## BEGIN Source passage
I guess this is turning out as a series of ObjectSpaces posts.  I did the first one a few weeks back covering the origin of OPath in “The Power of the Dot,” and followed that with “What’s the Big Idea.”  Now I have a few more in the cooker that you might find interesting.

 

At the time when ObjectSpaces was still in swaddling clothes, barely a prototype still teething on my hard disk, before it grew up, graduated, matriculated and finally started to dress for success, I was still experimenting with the concepts underlying object query and manipulation.  We had not set out to build an object database, but Luca and I were finding that many of the same problems that plagued object database designs were infesting our plans as well.
## END Source passage
Exercises to complete:
(1) In the ObjectSpaces post, what was the title of the earlier post about the origin of OPath?
(2) Summarize the ObjectSpaces post in two sentences.
(3) From the ObjectSpaces post, extract the passage that begins at the words "I guess this" and stops after the words "plans as well.".
Work only from the ObjectSpaces post.
## BEGIN Dataset extract
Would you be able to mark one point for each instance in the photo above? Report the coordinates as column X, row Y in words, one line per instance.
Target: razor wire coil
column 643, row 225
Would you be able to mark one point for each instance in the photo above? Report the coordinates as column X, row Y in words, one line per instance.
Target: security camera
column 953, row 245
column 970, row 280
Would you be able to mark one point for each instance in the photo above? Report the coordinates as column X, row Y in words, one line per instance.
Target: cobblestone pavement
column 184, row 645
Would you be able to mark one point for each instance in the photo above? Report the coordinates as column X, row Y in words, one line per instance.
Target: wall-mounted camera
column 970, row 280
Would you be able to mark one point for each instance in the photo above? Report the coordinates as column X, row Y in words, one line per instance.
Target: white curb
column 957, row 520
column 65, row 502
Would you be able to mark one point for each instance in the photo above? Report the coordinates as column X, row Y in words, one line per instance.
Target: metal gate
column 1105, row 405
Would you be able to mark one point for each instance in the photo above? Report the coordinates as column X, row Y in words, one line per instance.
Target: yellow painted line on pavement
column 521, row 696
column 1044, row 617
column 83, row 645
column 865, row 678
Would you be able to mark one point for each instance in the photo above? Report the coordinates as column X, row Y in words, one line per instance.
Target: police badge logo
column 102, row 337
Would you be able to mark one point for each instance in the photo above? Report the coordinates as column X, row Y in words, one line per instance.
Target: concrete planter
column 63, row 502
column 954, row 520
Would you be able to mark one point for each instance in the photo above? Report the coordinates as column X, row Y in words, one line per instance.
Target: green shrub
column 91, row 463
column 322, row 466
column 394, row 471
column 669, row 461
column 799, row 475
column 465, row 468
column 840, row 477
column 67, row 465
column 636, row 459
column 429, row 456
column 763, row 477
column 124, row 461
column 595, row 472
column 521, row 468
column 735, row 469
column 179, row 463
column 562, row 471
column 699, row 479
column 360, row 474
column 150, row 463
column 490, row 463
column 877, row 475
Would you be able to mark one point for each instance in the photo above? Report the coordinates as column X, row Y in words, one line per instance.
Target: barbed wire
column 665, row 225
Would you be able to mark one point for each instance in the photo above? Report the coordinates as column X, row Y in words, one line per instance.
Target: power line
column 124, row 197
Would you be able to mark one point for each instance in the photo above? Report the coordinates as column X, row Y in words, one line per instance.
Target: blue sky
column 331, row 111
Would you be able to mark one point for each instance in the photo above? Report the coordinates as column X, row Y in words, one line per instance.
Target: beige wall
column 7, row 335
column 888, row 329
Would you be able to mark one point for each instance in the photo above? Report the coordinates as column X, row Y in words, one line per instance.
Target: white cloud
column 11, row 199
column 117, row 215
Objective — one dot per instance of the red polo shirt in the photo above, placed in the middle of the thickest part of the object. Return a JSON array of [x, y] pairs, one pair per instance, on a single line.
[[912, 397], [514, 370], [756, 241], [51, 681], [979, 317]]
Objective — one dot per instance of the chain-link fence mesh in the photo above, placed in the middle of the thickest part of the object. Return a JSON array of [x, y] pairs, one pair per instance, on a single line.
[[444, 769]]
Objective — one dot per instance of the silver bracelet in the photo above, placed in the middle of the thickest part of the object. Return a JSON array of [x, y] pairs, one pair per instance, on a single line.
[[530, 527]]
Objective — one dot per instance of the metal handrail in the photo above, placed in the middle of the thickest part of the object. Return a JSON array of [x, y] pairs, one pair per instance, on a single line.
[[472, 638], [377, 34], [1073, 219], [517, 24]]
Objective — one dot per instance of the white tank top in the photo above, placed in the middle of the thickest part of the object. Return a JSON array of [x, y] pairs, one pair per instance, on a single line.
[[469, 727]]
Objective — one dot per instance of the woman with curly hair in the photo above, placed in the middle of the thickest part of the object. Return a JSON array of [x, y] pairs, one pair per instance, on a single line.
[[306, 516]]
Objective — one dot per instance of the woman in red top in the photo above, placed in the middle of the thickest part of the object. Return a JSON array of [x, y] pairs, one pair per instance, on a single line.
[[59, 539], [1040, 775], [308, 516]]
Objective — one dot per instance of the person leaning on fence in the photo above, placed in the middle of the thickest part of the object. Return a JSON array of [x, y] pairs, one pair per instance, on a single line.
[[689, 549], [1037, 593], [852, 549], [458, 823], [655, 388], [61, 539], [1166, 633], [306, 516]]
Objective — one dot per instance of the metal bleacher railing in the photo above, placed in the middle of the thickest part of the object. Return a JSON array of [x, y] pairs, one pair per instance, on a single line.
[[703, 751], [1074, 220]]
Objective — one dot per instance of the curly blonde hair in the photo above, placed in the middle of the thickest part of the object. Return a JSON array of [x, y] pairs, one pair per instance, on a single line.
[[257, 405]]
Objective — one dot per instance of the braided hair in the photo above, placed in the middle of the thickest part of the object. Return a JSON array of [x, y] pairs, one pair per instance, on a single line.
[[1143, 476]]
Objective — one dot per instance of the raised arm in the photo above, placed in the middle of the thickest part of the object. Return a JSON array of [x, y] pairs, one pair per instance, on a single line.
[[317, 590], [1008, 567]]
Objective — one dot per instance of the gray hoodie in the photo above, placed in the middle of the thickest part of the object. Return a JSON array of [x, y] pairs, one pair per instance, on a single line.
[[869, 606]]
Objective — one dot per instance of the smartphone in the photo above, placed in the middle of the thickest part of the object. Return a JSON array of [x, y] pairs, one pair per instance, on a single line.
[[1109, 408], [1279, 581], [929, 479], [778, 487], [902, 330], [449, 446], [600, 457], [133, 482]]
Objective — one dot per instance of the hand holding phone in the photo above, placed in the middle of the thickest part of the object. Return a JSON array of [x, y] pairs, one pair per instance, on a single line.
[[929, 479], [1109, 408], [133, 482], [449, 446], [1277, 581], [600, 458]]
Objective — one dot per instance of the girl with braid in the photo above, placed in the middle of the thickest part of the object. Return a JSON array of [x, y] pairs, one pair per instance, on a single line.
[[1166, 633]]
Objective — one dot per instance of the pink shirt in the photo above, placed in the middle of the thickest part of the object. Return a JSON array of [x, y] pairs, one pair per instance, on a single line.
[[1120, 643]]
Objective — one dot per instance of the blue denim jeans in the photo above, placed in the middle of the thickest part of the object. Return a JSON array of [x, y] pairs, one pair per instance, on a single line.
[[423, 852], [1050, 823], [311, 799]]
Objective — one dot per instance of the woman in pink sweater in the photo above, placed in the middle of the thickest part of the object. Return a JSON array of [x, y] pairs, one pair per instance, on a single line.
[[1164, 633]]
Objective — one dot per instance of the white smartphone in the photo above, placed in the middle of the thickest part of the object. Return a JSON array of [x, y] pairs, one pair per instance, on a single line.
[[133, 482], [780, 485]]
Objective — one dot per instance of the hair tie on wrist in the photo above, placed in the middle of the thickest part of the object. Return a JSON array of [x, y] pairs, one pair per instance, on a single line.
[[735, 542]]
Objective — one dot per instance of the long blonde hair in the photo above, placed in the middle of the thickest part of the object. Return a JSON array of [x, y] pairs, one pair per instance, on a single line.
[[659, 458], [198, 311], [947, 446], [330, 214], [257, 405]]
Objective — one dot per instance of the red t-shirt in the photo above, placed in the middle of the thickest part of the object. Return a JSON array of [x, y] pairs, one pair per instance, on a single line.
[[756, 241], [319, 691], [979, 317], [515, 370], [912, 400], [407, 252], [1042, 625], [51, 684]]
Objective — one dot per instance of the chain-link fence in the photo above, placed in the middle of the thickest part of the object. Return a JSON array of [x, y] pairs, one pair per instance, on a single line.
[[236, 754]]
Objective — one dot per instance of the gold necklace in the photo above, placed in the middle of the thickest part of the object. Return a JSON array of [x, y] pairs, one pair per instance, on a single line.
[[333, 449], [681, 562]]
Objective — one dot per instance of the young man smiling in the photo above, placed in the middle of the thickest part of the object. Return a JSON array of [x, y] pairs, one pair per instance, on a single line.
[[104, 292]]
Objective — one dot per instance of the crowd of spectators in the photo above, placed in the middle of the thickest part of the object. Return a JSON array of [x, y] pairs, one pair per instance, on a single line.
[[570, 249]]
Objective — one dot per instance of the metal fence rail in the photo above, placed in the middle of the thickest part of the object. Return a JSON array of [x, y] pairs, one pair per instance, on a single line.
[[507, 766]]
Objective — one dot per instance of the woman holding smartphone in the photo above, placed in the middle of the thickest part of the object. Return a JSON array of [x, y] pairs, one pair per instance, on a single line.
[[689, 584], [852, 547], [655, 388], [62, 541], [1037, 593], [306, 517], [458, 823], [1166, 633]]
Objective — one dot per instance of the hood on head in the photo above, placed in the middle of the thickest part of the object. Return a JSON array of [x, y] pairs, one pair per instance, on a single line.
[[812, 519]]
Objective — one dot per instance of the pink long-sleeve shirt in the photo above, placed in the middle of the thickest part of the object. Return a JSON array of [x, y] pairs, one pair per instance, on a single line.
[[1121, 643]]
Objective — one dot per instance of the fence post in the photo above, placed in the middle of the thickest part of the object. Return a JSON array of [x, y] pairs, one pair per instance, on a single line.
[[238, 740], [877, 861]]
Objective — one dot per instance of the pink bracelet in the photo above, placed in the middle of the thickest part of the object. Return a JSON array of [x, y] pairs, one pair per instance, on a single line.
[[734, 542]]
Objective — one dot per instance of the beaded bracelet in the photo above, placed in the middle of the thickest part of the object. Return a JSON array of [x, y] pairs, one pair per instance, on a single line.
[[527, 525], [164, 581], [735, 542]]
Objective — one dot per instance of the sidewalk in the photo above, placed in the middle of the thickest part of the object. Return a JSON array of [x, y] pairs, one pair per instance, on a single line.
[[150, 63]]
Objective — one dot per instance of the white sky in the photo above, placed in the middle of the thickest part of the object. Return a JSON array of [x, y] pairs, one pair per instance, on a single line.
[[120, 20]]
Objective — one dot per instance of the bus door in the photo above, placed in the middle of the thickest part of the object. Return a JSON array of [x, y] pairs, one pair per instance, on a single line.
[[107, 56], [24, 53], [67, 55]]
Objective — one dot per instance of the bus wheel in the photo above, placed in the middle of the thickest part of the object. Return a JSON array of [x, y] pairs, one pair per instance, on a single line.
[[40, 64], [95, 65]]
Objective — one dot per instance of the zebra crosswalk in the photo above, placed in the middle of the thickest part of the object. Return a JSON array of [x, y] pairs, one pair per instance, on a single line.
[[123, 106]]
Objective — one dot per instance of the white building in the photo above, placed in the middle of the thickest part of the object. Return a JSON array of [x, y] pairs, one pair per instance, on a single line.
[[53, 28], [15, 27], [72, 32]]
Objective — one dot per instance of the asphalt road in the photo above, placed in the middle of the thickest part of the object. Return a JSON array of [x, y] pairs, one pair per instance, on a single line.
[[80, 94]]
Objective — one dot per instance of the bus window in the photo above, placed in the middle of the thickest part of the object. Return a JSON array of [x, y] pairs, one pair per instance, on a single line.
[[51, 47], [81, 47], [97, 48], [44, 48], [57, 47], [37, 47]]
## END Dataset extract
Results for the exercise:
(1) "The Power of the Dot."

(2) The writer says the ObjectSpaces posts are turning into a series that began with "The Power of the Dot" and "What's the Big Idea," and more are in progress. When ObjectSpaces was still an early prototype, the writer was experimenting with ideas behind object query and manipulation, and although the goal was not an object database, the writer and Luca found that many problems from object database designs were affecting their plans too.

(3)
I guess this is turning out as a series of ObjectSpaces posts.  I did the first one a few weeks back covering the origin of OPath in “The Power of the Dot,” and followed that with “What’s the Big Idea.”  Now I have a few more in the cooker that you might find interesting.

 

At the time when ObjectSpaces was still in swaddling clothes, barely a prototype still teething on my hard disk, before it grew up, graduated, matriculated and finally started to dress for success, I was still experimenting with the concepts underlying object query and manipulation.  We had not set out to build an object database, but Luca and I were finding that many of the same problems that plagued object database designs were infesting our plans as well.